*Documento de origem*.
·····

Matheus Fidelis
Matheus Fidelis Staff Engineer, Lifelong Learner, Site Reliability Engineer, Cloud and Containers Wizard, Software Alchemist and Home Bartender

Teoria das Janelas Quebradas e a Engenharia de Software

Teoria das Janelas Quebradas e a Engenharia de Software

Este artigo é um exercício de um curso de escrita que eu estou fazendo. O objetivo era produzir um artigo abstrato e de opinião. Inicialmente ele não seria publicado, mas achei o resultado divertido. Não levem tão a sério.


Teoria das Janelas Quebradas

A Teoria das Janelas Quebradas, um conceito de criminologia, foi desenvolvida pelo cientista político James Q. Wilson e pelo psicólogo criminologista George L. Kelling em 1982. Publicada no livro “Fixing Broken Windows: Restoring Order and Reducing Crime in Our Communities” e em várias revistas especializadas, essa teoria sugere que ambientes visivelmente desordenados e negligenciados, como um edifício com janelas quebradas, promovem gradualmente o crime e a desordem anti-social em seus arredores. A ideia central é que, se um problema como uma janela quebrada não é reparado, as pessoas vão concluir que ninguém se importa e que não há consequências para a desordem e a degradação daquele local. Isso pode levar a um aumento da criminalidade, degradações, poluições e vandalismo, pois a aparência de negligência sinaliza que a área é desregulada e insegura.

·····

*Dados fornecidos*.
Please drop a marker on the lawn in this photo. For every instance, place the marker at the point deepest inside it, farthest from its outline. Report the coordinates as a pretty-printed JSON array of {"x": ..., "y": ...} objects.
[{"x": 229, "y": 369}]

·····

*O que fazer*.
1. O texto sobre a Teoria das Janelas Quebradas cita o que pode aumentar quando a desordem de um local não é reparada. Liste todos esses itens.
2. Em que ano foi desenvolvida a Teoria das Janelas Quebradas, segundo o texto sobre ela?
3. Prossiga com o texto sobre a Teoria das Janelas Quebradas a partir do ponto em que ele termina.
Não é preciso consultar a listagem.

*Respostas*.
1. Criminalidade, degradações, poluições e vandalismo.

2. Em 1982.

3.
O experimento frequentemente associado à ilustração da Teoria das Janelas Quebradas, na verdade, foi conduzido pelo psicólogo de Stanford chamado Philip Zimbardo em 1969. Este experimento não foi realizado para desenvolver a teoria, mas é frequentemente citado como uma demonstração prática de seus princípios. No experimento de Zimbardo, dois carros idênticos foram abandonados em dois bairros distintos: um em uma área rica e tranquila de Palo Alto, Califórnia, e o outro no Bronx, um bairro pobre e conflituoso de Nova York. O carro no Bronx foi vandalizado quase imediatamente após ser abandonado. Já o carro em Palo Alto permaneceu intacto por uma semana, até que Zimbardo quebrou uma de suas janelas com um martelo. Após isso, ele também foi rapidamente vandalizado e destruído, mesmo estando em um bairro considerado mais rico e “nobre”. O experimento demonstrou que o processo de vandalismo não é iniciado devido à pobreza do local, mas tem relação com a psicologia humana e as relações sociais.

O experimento de Zimbardo evidenciou que, uma vez que uma norma é quebrada (neste caso, a presença de um carro com uma janela quebrada indicando descuido e abandono), as pessoas são mais propensas a desrespeitar outras normas, levando a mais vandalismo e degradação. Isso ressoa com os princípios da Teoria das Janelas Quebradas, sugerindo que sinais visíveis de desordem e descuido podem levar a um aumento da criminalidade, vandalismo, abandono e desrespeito geral, negligenciando o bem comum e a sociedade ao redor.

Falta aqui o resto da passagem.